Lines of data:
-*-*-
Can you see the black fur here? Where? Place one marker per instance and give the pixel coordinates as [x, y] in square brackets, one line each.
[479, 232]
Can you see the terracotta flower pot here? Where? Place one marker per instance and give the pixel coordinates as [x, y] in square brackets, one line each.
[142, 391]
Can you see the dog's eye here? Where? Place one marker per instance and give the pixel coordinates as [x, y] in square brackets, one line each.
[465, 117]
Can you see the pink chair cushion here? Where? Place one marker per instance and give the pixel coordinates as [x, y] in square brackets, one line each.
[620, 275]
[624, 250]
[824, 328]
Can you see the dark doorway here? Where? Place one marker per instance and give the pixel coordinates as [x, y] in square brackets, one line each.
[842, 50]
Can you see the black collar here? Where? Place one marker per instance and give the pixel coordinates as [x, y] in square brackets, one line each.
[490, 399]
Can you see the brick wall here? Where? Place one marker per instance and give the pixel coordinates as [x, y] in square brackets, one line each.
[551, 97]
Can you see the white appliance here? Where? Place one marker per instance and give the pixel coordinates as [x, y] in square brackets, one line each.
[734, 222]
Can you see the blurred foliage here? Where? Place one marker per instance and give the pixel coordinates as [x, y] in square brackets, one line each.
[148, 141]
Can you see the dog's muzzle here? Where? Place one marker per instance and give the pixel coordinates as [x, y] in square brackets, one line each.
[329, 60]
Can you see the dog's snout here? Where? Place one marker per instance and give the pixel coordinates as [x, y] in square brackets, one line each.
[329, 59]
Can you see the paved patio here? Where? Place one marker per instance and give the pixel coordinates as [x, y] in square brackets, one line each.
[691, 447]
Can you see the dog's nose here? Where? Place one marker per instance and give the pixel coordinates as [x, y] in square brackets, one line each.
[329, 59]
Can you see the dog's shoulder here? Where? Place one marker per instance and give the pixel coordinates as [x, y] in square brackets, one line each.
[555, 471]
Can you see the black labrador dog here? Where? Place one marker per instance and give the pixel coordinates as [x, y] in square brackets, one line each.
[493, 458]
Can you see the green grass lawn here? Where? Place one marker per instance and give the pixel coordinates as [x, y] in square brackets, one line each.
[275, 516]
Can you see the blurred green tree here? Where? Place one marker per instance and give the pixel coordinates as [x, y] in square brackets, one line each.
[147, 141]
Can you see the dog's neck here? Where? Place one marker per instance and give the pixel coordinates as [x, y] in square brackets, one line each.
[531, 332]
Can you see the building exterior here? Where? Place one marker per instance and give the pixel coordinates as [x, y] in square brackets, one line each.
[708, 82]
-*-*-
**PROMPT:** Return all the data exactly as given.

**ANSWER TO THE PROBLEM:**
Can you see the black fur here? Where? Place one marker per instance and give the pixel coordinates as [x, y] in square brackets, one line each.
[479, 232]
Can you see the terracotta flower pot here? Where? Place one marker per instance and give the pixel coordinates as [x, y] in square brackets, one line each.
[142, 391]
Can you see the dog's eye here? Where? Place one marker per instance and give the pixel coordinates as [x, y] in square brackets, one line each.
[465, 117]
Can you see the pink chair cushion here? Where? Place one marker per instance and give the pixel coordinates as [x, y] in square brackets, one line each.
[620, 275]
[624, 250]
[824, 328]
Can you see the dark doorway here? Where? Place one marker per instance and give the pixel coordinates as [x, y] in square brackets, one line each.
[842, 50]
Can you see the black collar here? Where? Place one marker per instance and give the pixel coordinates as [x, y] in square brackets, one line each.
[490, 399]
Can you see the brick wall here? Where? Place one marker per instance and give the pixel coordinates as [x, y] in square brackets, one line each.
[551, 97]
Can you see the white appliance here? Where? Place one marker per instance and give the pixel coordinates as [x, y] in square brackets, one line each.
[734, 222]
Can you see the blurred foliage here? Where? Place one marker per instance and give the pixel coordinates as [x, y] in square brackets, one line each.
[148, 141]
Can you see the dog's muzzle here? Where? Place one marker per instance and give the pixel coordinates as [x, y] in square brackets, one line each.
[329, 60]
Can you see the dog's snout here? Where? Place one marker per instance and give the pixel coordinates as [x, y] in square brackets, one line each.
[329, 59]
Can you see the paved patio here? Where? Place one marker per instance and give the pixel coordinates as [x, y] in square brackets, one line each.
[691, 447]
Can you see the dog's nose here? Where? Place one marker per instance and give the pixel coordinates as [x, y] in square brackets, one line each.
[329, 59]
Can you see the dog's shoulder here? Where? Place one marker per instance and give the pixel coordinates as [x, y] in square brackets, one line each.
[555, 471]
Can you see the black labrador dog here? Where? Place one marker per instance and give the pixel coordinates as [x, y] in square brackets, one line each.
[493, 458]
Can you see the green grass lawn here? Where? Place one marker per instance and give the pixel coordinates as [x, y] in square brackets, one line each.
[275, 516]
Can you see the blurred green tree here? Where? Place one marker per instance and give the pixel coordinates as [x, y] in square brackets, one line each.
[147, 141]
Can you see the dog's neck here? Where? Place one marker per instance and give the pixel coordinates as [x, y] in square brackets, one line each.
[531, 332]
Can you see the building exterior here? Where? Place one marker per instance and give the pixel coordinates as [x, y] in square brackets, one line each.
[708, 82]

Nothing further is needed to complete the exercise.